• GOAL:
Print the listing that follows, character for character.

• DATA SUPPLIED:
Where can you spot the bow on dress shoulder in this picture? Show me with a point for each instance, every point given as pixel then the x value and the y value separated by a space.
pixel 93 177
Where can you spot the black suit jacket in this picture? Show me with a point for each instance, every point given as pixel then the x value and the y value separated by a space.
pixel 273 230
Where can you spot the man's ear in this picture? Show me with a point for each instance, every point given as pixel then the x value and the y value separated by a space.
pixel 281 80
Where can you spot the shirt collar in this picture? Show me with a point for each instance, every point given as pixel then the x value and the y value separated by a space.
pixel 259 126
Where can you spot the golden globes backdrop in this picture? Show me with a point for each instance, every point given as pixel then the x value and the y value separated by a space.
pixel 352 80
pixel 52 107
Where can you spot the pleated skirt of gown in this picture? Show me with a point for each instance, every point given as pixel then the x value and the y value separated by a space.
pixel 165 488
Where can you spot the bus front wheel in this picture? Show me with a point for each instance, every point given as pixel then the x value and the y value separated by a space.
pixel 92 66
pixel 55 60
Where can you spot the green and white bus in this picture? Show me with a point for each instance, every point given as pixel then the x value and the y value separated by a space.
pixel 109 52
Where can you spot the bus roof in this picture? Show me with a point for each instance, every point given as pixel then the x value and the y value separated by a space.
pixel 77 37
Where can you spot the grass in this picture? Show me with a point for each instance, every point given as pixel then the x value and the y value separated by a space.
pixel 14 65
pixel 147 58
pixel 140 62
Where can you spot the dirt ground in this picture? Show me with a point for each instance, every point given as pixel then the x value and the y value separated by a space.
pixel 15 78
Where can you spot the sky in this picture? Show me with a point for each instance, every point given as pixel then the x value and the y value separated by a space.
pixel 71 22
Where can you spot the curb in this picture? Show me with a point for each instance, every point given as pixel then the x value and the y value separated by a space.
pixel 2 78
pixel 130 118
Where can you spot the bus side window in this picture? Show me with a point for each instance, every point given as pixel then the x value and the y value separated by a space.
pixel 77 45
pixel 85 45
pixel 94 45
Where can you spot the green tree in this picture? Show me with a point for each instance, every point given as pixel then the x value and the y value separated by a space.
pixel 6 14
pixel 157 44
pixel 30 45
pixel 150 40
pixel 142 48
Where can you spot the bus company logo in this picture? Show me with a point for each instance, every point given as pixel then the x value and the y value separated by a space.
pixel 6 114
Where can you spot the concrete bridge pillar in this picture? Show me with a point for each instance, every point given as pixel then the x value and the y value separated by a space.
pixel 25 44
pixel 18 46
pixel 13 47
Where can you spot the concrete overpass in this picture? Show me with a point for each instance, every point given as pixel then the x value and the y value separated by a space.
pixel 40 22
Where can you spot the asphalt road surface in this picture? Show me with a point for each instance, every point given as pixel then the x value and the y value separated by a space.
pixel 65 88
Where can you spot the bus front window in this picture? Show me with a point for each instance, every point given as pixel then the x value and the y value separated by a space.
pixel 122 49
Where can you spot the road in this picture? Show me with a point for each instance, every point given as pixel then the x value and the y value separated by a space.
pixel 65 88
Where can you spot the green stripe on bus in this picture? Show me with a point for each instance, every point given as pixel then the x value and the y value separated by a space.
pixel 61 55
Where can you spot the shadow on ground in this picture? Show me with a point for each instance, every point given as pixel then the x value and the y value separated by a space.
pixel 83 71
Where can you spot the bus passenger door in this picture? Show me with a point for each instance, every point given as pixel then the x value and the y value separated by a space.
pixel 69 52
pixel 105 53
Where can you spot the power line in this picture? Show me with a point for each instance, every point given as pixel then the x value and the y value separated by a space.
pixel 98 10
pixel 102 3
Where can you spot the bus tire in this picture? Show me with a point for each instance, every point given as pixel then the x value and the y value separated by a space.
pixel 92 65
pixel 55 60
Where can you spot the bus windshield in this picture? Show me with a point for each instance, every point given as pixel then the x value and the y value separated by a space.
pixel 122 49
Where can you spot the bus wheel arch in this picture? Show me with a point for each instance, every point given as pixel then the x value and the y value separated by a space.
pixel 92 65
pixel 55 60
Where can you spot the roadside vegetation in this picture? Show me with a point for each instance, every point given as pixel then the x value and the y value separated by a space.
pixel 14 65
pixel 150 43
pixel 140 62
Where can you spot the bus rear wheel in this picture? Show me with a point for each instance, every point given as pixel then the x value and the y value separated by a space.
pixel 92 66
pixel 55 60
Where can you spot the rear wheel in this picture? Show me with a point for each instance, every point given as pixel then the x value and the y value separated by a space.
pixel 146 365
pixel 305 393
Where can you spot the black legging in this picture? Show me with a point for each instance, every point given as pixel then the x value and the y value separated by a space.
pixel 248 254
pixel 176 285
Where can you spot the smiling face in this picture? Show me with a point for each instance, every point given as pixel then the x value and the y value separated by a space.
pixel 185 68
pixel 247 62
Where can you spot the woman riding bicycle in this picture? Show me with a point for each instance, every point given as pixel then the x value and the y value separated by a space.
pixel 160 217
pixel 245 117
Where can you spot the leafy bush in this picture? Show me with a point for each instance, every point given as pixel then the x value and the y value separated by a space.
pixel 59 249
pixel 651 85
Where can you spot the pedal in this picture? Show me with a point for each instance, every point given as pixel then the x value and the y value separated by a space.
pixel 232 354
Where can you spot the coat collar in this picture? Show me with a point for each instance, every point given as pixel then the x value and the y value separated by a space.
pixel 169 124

• FINISHED ANSWER:
Where can you spot the bow on dress shoulder in this picture? Show me with a point for each instance, every point given as pixel then the x value and the y value separated by a space.
pixel 93 177
Where can you spot the black suit jacket in this picture? Show me with a point for each instance, every point given as pixel then the x value and the y value separated by a space.
pixel 273 230
Where can you spot the man's ear in this picture? Show me with a point for each instance, every point given as pixel then the x value and the y value separated by a space.
pixel 281 80
Where can you spot the shirt collar in this picture? Show me with a point for each instance, every point given as pixel then the x value and the y value separated by a space.
pixel 259 126
Where can you spot the golden globes backdrop in this picture? Show me with a point for each instance, every point given as pixel then the x value and the y value separated by a space.
pixel 352 80
pixel 52 107
Where can you spot the pleated skirt of gown in this picture? Show me with a point for each instance, every point given as pixel then the x value and the y value separated by a space.
pixel 165 488
Where can you spot the bus front wheel in this picture? Show me with a point for each instance, every point given as pixel then the x value and the y value separated by a space.
pixel 92 66
pixel 55 60
Where can you spot the green and white bus in this picture? Show me with a point for each instance, every point given as pixel then the x value and the y value separated by a space.
pixel 109 52
Where can you spot the bus roof in this picture? Show me with a point for each instance, every point given as pixel then the x value and the y value separated by a space.
pixel 77 37
Where can you spot the grass in this picture? Show me with a point for each instance, every point given as pixel then the x value and the y value separated by a space.
pixel 14 65
pixel 147 58
pixel 140 62
Where can you spot the dirt ground in this picture? Show me with a point for each instance, every point given as pixel then the x value and the y value separated by a space.
pixel 15 78
Where can you spot the sky in this picture? Show me with a point for each instance, every point given as pixel then the x value and the y value separated by a space.
pixel 71 22
Where can you spot the curb in this picture? Show me with a point for each instance, every point given as pixel then the x value and the y value separated by a space.
pixel 2 78
pixel 130 118
Where can you spot the bus side window in this picture? Show me with a point for each instance, every point given as pixel then the x value and the y value separated by a space.
pixel 77 45
pixel 85 45
pixel 94 45
Where can you spot the green tree in this picture? Show me with a point for each instance, every point given as pixel then the x value and the y value separated by a space.
pixel 6 14
pixel 157 44
pixel 30 45
pixel 150 40
pixel 142 48
Where can you spot the bus company logo in this picture? Show me with a point for each instance, every point given as pixel then the x value and the y value separated by a space.
pixel 6 114
Where can you spot the concrete bridge pillar in this picture? Show me with a point for each instance, every point given as pixel then the x value and the y value separated by a space.
pixel 25 44
pixel 18 46
pixel 13 47
Where can you spot the concrete overpass in this picture? Show me with a point for each instance, every point given as pixel then the x value and the y value separated by a space.
pixel 40 22
Where can you spot the asphalt road surface in this picture? Show me with a point for each instance, every point given as pixel then the x value and the y value separated by a space.
pixel 65 88
Where can you spot the bus front window in this picture? Show me with a point for each instance, every point given as pixel then the x value and the y value separated by a space.
pixel 122 49
Where can you spot the road in this picture? Show me with a point for each instance, every point given as pixel then the x value and the y value separated by a space.
pixel 65 88
Where can you spot the green stripe on bus in this picture? Show me with a point for each instance, every point given as pixel then the x value and the y value separated by a space.
pixel 61 55
Where can you spot the shadow on ground in this picture? Show me with a point for each instance, every point given as pixel then the x value and the y value separated by a space.
pixel 83 71
Where can you spot the bus passenger door in this picture? Show me with a point for each instance, every point given as pixel then the x value and the y value separated by a space.
pixel 69 52
pixel 105 53
Where can you spot the power line in this picture? Show me with a point for each instance, every point given as pixel then the x value and the y value separated by a space.
pixel 98 10
pixel 102 3
Where can you spot the bus tire in this picture? Show me with a point for each instance, every point given as pixel then the x value and the y value separated by a space.
pixel 92 65
pixel 55 60
Where can you spot the bus windshield in this picture? Show me with a point for each instance, every point given as pixel then the x value and the y value separated by a space.
pixel 122 49
Where can you spot the bus wheel arch in this picture? Show me with a point for each instance, every point given as pixel then the x value and the y value separated by a space.
pixel 92 65
pixel 55 60
Where can you spot the roadside vegetation in this picture? Show me with a point for each instance, every point given as pixel then the x value and the y value separated by a space.
pixel 14 65
pixel 150 43
pixel 140 62
Where can you spot the bus rear wheel in this picture? Show me with a point for each instance, every point given as pixel then the x value and the y value separated by a space.
pixel 92 66
pixel 55 60
Where can you spot the rear wheel in this picture? Show me with a point for each instance, every point given as pixel then the x value and the y value separated by a space.
pixel 146 365
pixel 305 393
Where can you spot the black legging in this picture? Show me with a point for each instance, every point given as pixel then the x value and the y value separated by a space.
pixel 248 254
pixel 176 285
Where can you spot the smiling face in this picture? Show me with a point for each instance, every point given as pixel then the x value and the y value separated by a space.
pixel 185 68
pixel 247 62
Where can you spot the woman riding bicycle in this picture? Show me with a point for each instance, every point given as pixel then the x value and the y value separated by a space.
pixel 160 217
pixel 245 117
Where can you spot the leafy bush in this picture? Show me with a point for each instance, every point given as pixel then the x value and the y value separated by a space.
pixel 59 249
pixel 651 85
Where can you spot the pedal in this picture? Show me with a point for each instance, every point given as pixel then the x value and the y value separated by a space.
pixel 232 354
Where can you spot the coat collar in this picture? Show me with a point for each instance, every point given as pixel then the x value and the y value separated by a space.
pixel 169 124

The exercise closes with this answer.